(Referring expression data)
Start of Block

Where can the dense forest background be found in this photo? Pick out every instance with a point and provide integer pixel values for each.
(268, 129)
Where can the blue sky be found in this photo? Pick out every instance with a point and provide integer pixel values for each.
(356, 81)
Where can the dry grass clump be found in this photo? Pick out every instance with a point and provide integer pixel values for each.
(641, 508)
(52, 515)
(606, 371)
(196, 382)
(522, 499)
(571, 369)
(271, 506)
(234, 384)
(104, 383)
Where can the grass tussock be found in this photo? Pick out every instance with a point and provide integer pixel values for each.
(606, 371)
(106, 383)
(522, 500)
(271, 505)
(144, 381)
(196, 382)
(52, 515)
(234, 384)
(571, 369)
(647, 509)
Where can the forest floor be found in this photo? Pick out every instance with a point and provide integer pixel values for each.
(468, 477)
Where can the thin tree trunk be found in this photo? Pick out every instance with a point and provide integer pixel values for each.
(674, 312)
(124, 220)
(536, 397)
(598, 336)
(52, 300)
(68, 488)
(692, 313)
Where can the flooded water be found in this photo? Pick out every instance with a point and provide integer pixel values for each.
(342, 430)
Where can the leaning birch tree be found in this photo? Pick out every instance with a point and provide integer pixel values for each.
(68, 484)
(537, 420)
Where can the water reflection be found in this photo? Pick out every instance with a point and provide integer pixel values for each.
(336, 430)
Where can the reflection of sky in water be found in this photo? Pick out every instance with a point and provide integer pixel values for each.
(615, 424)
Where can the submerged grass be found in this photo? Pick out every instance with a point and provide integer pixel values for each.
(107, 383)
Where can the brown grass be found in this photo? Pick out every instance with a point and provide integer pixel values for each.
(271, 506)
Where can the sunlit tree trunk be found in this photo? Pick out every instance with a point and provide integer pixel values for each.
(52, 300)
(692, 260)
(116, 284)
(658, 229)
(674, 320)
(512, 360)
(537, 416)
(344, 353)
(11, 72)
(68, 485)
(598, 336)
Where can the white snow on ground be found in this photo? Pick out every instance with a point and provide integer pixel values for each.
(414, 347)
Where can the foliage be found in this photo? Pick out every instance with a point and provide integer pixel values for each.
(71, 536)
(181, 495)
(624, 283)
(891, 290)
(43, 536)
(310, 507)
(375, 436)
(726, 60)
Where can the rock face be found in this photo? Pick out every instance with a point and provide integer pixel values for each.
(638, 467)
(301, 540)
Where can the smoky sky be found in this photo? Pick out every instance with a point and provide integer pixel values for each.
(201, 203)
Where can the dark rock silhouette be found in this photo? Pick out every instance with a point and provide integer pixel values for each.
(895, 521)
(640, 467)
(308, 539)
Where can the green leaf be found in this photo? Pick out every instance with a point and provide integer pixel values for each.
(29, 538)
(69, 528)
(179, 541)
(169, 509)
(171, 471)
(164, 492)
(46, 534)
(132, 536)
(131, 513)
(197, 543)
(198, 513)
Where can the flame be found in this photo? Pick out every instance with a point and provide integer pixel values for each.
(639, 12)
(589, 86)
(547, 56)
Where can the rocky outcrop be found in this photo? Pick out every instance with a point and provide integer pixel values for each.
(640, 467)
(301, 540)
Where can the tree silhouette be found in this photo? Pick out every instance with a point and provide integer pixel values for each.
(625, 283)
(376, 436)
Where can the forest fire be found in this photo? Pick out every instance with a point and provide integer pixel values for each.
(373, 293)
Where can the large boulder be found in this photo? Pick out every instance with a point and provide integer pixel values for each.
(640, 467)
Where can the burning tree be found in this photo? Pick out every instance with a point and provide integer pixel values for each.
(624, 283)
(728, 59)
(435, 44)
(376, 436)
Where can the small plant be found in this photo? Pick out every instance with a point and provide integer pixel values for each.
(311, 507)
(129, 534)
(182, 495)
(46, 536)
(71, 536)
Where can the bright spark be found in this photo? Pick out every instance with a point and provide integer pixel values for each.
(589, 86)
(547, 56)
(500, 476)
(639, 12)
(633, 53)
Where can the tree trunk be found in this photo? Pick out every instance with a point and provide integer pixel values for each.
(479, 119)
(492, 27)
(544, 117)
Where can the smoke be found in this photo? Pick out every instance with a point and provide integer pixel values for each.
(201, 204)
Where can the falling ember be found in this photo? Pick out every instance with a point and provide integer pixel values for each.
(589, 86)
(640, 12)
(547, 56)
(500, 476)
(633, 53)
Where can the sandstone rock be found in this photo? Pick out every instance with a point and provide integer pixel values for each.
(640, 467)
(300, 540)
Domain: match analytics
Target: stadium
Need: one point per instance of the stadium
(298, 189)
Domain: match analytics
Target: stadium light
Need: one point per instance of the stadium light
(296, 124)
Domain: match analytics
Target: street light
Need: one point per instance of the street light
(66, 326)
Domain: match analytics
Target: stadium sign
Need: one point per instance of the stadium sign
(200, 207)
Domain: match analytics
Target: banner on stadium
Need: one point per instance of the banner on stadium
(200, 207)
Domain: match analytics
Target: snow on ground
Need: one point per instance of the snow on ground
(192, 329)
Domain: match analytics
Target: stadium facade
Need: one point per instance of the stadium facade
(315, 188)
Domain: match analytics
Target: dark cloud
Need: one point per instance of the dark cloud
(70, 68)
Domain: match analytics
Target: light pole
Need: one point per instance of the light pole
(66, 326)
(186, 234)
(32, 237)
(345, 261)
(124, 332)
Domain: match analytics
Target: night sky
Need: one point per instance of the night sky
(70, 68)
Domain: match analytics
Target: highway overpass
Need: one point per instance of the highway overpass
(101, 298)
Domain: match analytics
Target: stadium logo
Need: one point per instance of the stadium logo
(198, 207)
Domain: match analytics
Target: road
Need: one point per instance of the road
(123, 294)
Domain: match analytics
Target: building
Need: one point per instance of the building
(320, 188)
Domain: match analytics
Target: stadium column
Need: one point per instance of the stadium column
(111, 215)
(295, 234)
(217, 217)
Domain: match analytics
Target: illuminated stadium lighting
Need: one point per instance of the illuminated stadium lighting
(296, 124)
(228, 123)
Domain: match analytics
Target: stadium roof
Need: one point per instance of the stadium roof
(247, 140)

End of Block

▸ What is required: Transcribe the records above in full, exactly as they stand.

▸ Task result:
Where can the dense forest background be found in this photo? Pick out every instance with a point and provide integer pixel values for each.
(268, 129)
Where can the blue sky be found in this photo? Pick out every instance with a point and provide integer pixel values for each.
(356, 81)
Where can the dry grass clump be found in this photo? Pick out every instance with a point and provide integer pixel values for each.
(641, 508)
(52, 515)
(606, 371)
(196, 382)
(522, 499)
(571, 369)
(271, 506)
(234, 384)
(104, 383)
Where can the grass tussock be found in this photo? Pick out every instance with a point and provide integer pixel values for each.
(606, 371)
(106, 383)
(522, 500)
(271, 505)
(144, 381)
(196, 382)
(52, 515)
(234, 384)
(571, 369)
(647, 509)
Where can the forest floor be found in this photo? Pick out every instance with a point and provide integer pixel values for each.
(468, 477)
Where can the thin tree trunk be found in this photo? Pick out every instance with a point and provide integer pixel values for each.
(674, 312)
(124, 220)
(536, 397)
(598, 336)
(52, 300)
(68, 488)
(692, 313)
Where can the flooded water be found in this photo? Pick out every instance with a point and provide integer pixel values for each.
(342, 430)
Where can the leaning birch tree be found in this photo? Pick out every instance with a point and provide integer pixel values for each.
(68, 484)
(537, 420)
Where can the water reflection be found in this photo? Pick out every instance with a point and provide integer pixel values for each.
(336, 430)
Where can the reflection of sky in water be found in this photo? Pick out every instance with a point and provide integer pixel values for each.
(615, 424)
Where can the submerged grass be found in this photo? Pick out every instance with a point and provide integer pixel values for each.
(107, 383)
Where can the brown grass be found in this photo? Pick out every instance with a point and provide integer pixel values for each.
(271, 506)
Where can the sunlit tree trunk be found in this photo? Pick out every instance with a point and provide integer pixel values for each.
(52, 300)
(692, 260)
(116, 284)
(658, 229)
(674, 320)
(512, 360)
(537, 416)
(344, 353)
(11, 72)
(68, 485)
(598, 336)
Where can the white snow on ground be found in this photo? Pick out every instance with a point and provide integer pixel values for each.
(414, 347)
Where can the foliage be found in this photo? Pick out every instance with a point and provide integer pixel values for each.
(71, 536)
(181, 495)
(624, 283)
(891, 290)
(43, 536)
(310, 507)
(375, 436)
(726, 60)
Where can the rock face be found in this photo? Pick out every instance with a point and provide integer pixel values for each.
(638, 467)
(301, 540)
Where can the smoky sky be found in this photo? Pick out every instance with a point and provide integer pixel values for each.
(201, 203)
Where can the dark rock silhouette be found in this photo? Pick out every instance with a point and provide integer pixel values for each.
(895, 521)
(640, 467)
(308, 539)
Where can the green leaf be found in this photo? Pick out every instance with a point and provide integer pixel values for each.
(29, 538)
(69, 528)
(179, 541)
(169, 509)
(171, 471)
(164, 492)
(46, 534)
(132, 536)
(131, 513)
(197, 543)
(198, 513)
Where can the flame be found in this photo? Pick out every instance with a point and provide integer pixel values for each.
(639, 12)
(589, 86)
(547, 56)
Where can the rocky outcrop be found in this photo? Pick out every instance with a point and provide integer pixel values for each.
(640, 467)
(301, 540)
Where can the tree silhouette be found in this photo? Pick out every instance with a point and provide integer pixel values for each.
(625, 283)
(376, 436)
Where can the forest fire be found in this photo? Pick out every instance with a point and provide integer pixel values for each.
(373, 293)
Where can the large boulder be found in this photo? Pick out every instance with a point and provide integer pixel values for each.
(640, 467)
Where can the burning tree be found in this photo? Pick out every instance with a point and provide integer pixel values for each.
(624, 283)
(728, 59)
(435, 44)
(376, 436)
Where can the small plant be found in this photo? Pick out every instance with a point and provide integer pixel values for each.
(311, 507)
(129, 534)
(182, 495)
(46, 536)
(71, 536)
Where can the bright spark be found in this photo? Pick out every instance with a point and provide integer pixel values for each.
(589, 86)
(547, 56)
(500, 476)
(639, 12)
(633, 53)
Where can the tree trunk be found in this photo? Pick out every instance with a point and provide integer pixel values for each.
(479, 119)
(492, 27)
(544, 117)
Where can the smoke be found in this photo? Pick out every instance with a point and provide integer pixel values for each.
(201, 204)
Where can the falling ember be found in this photo? Pick out every instance with a point and provide integer pixel values for each.
(589, 86)
(640, 12)
(547, 56)
(500, 476)
(633, 53)
Where can the sandstone rock be found in this photo? Pick out every instance with a point and provide integer pixel values for each.
(640, 467)
(300, 540)
Domain: match analytics
Target: stadium
Need: one point per instance of the stadium
(298, 189)
Domain: match analytics
Target: stadium light
Need: one point per instance of the stadium light
(296, 124)
Domain: match analytics
Target: street light
Need: one point per instance of the street light
(66, 326)
Domain: match analytics
Target: stadium sign
Need: one point per instance of the stadium sign
(200, 207)
Domain: match analytics
Target: banner on stadium
Need: one point per instance of the banner on stadium
(200, 207)
Domain: match analytics
Target: snow on ground
Need: one point per instance of the snow on ground
(192, 329)
Domain: match analytics
Target: stadium facade
Need: one point per instance of the stadium facade
(315, 188)
Domain: match analytics
Target: dark cloud
Need: one point per instance of the dark cloud
(70, 68)
Domain: match analytics
Target: light pole
Need: one point per instance of the light pole
(66, 326)
(186, 234)
(32, 237)
(345, 261)
(124, 332)
Domain: match analytics
Target: night sky
Need: one point per instance of the night sky
(70, 68)
Domain: match analytics
Target: highway overpass
Need: one point per instance of the highway overpass
(101, 298)
Domain: match analytics
Target: stadium logo
Need: one point per instance of the stadium logo
(198, 207)
Domain: match analytics
Target: road
Need: one point per instance of the road
(123, 294)
Domain: match analytics
Target: building
Need: one point per instance of the building
(320, 188)
Domain: match analytics
Target: stadium column
Need: one point per instance of the stadium column
(111, 215)
(295, 234)
(217, 217)
Domain: match analytics
Target: illuminated stadium lighting
Need: one point per instance of the illuminated stadium lighting
(296, 124)
(228, 123)
Domain: match analytics
Target: stadium roof
Need: one point per instance of the stadium roof
(247, 140)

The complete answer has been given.